**** Artikel

Sigmund Freud merupakan pendiri Psikoanalisis. Teori Psikoanalisis fokus pada pentingnya pengalaman masa kanak-kanak. Intinya, masa kanak-kanak memegang peran menentukan dalam membentuk kepribadian dan tingkah laku manusia ketika dewasa kelak.
Ada lima tahap perkembangan kepribadian dalam Psikoanalisis. Menurut Freud, manusia dalam perkembangan kepribadiannya melalui tahapan oral, anal, phallis, laten, dan genital.
1.    Tahap oral, Pada tahap ini manusia melulu menggunakan mulutnya untuk merasakan kenikmatan. Bayi selalu memasukkan ke mulutnya setiap benda yang dipegangnya. Tahapan ini berlangsung pada 0-3 tahun.
2.    Tahap anal, Inilah tahapan ketika anak memperoleh kenikmatan ketika mengeluarkan sesuatu dari anusnya. Anak menyukai melihat tumpukan kotorannya. Pada tahap ini anak dapat berlama-lama dalam toilet.
3.    Tahap phallis, Tahap phallis berlangsung pada umur 8-10 tahun. Anak memperoleh kenikmatan dengan memainkan kelaminnya.

********
**** Data Mentah

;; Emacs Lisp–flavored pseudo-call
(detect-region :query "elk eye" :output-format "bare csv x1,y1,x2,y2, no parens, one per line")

********

### Yang Dibutuhkan
Ambil bagian artikel tentang psikoanalisis Freud tanpa mengubah apa pun. Mulailah dari kata-kata yang memuat "Ada lima tahap" dan berhenti setelah "laten, dan genital.".

### Jawaban Tugas
Ada lima tahap perkembangan kepribadian dalam Psikoanalisis. Menurut Freud, manusia dalam perkembangan kepribadiannya melalui tahapan oral, anal, phallis, laten, dan genital.